▶ **Directive 1**: Reproduce the passage on GPGPU word for word from "General-purpose computing on" to "central processing unit.".
▶ **Directive 2**: In the passage on GPGPU, which company invented CUDA, and in what year?
▶ **Directive 3**: Write the next part of the GPGPU passage, picking up right after its final sentence.

▶ **Document segment**:
You may find other meanings of the terminology used here. After all, it is not so important what you call it but rather how to choose the right solution for the problem you are solving.

GPGPU

General-purpose computing on graphics processing units (GPGPU) utilizes shaders to perform massive parallel computations in applications traditionally handled by the central processing unit.

In 2006 Nvidia invented Compute Unified Device Architecture (CUDA) which soon dominated the machine learning models acceleration niche. CUDA is a computing platform and offers API that gives you direct access to parallel computation elements of GPU through the execution of computer kernels.

Returning to the LHCb detector, raw data is initially processed directly on CPUs operating on detectors to reduce network load. But the whole event may be processed on GPU if the CPU is busy. So, GPUs appear early in the data processing chain.

▶ **Given data**:
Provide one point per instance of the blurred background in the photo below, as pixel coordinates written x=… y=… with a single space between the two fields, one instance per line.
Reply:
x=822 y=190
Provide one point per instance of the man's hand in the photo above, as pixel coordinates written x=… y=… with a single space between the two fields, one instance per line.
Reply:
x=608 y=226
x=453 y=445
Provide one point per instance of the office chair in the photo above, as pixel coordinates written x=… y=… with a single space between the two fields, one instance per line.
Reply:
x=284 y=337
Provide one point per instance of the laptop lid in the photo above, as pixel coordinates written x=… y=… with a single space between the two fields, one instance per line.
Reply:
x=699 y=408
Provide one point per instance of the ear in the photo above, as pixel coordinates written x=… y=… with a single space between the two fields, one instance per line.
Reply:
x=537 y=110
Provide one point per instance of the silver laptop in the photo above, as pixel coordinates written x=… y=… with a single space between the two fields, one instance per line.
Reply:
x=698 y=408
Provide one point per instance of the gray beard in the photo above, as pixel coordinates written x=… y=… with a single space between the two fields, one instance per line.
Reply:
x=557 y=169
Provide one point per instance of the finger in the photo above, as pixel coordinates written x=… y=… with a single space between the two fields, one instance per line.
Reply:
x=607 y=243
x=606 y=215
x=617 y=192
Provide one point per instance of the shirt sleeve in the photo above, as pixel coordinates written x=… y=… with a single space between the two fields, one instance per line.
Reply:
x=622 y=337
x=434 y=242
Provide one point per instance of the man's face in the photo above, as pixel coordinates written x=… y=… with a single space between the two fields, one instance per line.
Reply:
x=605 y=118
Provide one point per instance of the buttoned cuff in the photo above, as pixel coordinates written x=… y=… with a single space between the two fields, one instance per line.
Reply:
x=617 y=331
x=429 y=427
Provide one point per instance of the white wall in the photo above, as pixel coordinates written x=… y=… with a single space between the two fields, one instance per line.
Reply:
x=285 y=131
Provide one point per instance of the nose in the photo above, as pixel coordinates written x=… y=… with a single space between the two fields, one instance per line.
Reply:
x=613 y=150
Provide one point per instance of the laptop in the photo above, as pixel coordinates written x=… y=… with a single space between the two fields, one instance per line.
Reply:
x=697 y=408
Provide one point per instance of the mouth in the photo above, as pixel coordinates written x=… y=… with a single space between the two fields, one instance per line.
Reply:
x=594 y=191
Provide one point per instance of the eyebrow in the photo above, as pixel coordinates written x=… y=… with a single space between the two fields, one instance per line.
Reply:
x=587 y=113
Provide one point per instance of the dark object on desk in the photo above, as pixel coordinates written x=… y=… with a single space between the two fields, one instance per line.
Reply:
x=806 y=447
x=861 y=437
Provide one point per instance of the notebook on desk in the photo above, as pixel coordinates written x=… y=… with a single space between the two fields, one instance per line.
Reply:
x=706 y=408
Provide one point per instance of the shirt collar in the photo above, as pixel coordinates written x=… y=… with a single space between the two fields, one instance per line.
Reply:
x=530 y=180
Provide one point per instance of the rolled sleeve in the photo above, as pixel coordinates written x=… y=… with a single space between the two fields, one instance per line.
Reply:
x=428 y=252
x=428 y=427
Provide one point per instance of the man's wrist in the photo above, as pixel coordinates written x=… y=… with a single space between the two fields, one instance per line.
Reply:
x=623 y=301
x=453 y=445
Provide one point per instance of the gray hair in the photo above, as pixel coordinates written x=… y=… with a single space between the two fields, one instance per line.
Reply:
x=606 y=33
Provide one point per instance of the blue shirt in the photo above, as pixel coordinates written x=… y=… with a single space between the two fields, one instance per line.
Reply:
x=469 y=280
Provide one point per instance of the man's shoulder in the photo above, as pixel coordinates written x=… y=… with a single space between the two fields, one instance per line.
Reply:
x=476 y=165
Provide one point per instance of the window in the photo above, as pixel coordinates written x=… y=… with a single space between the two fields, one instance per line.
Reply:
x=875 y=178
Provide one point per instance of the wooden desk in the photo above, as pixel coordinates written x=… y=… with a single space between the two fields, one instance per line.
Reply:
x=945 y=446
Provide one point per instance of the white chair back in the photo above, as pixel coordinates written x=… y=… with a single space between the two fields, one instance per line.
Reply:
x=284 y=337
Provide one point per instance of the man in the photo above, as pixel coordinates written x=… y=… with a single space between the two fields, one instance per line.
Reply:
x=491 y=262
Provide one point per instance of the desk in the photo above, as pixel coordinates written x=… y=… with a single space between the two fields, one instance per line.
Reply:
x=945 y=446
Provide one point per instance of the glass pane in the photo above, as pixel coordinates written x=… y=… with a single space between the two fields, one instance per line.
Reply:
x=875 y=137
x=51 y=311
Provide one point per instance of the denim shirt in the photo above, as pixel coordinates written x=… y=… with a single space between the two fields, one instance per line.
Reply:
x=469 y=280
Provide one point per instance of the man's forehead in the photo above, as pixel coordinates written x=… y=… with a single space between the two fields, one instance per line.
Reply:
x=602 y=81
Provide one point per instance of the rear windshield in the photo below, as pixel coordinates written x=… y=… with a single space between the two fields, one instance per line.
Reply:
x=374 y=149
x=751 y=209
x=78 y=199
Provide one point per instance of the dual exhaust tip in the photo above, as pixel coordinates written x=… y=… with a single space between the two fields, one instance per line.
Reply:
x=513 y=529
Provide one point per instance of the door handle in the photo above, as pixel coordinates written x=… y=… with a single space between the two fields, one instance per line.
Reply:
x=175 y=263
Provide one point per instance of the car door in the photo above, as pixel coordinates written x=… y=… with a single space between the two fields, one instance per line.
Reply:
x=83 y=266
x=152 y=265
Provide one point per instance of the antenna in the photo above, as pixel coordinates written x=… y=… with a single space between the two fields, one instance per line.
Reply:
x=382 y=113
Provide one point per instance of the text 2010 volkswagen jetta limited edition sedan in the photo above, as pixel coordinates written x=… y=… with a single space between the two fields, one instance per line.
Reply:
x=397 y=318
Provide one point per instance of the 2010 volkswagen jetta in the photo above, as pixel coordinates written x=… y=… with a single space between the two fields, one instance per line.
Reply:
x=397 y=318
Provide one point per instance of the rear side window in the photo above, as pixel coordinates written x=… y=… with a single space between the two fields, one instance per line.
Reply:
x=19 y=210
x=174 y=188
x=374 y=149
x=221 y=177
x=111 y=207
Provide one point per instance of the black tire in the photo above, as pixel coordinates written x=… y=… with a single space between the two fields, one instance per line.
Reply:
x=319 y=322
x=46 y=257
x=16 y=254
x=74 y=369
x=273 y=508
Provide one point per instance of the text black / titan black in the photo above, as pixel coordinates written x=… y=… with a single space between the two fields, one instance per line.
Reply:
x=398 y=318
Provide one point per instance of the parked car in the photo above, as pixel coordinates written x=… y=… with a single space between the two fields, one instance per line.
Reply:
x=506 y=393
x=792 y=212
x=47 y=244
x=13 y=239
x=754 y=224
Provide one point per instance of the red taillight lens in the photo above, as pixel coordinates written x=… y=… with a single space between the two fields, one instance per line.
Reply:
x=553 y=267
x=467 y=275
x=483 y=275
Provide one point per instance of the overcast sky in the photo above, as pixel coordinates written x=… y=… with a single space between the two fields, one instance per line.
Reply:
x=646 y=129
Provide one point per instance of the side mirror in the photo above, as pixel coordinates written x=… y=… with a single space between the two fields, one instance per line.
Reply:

▶ **Reply 1**:
General-purpose computing on graphics processing units (GPGPU) utilizes shaders to perform massive parallel computations in applications traditionally handled by the central processing unit.

▶ **Reply 2**: Nvidia invented CUDA in 2006.

▶ **Reply 3**:
GPGPU's importance for data modeling and processing at CERN is still growing. The most popular machine learning models they use are decision trees (boosted or not, sometimes ensembled). Since deep learning models are harder to use, they are less popular at CERN, but their importance is still rising. However, I am quite sure that scientists worldwide who work with CERN's data use the full spectrum of machine learning models.

To accelerate machine learning training and prediction with GPGPU and CUDA, you need to create a computing kernel or leave that task to the libraries' creators and use simple API instead. The choice, as always, depends on what goals you want to achieve.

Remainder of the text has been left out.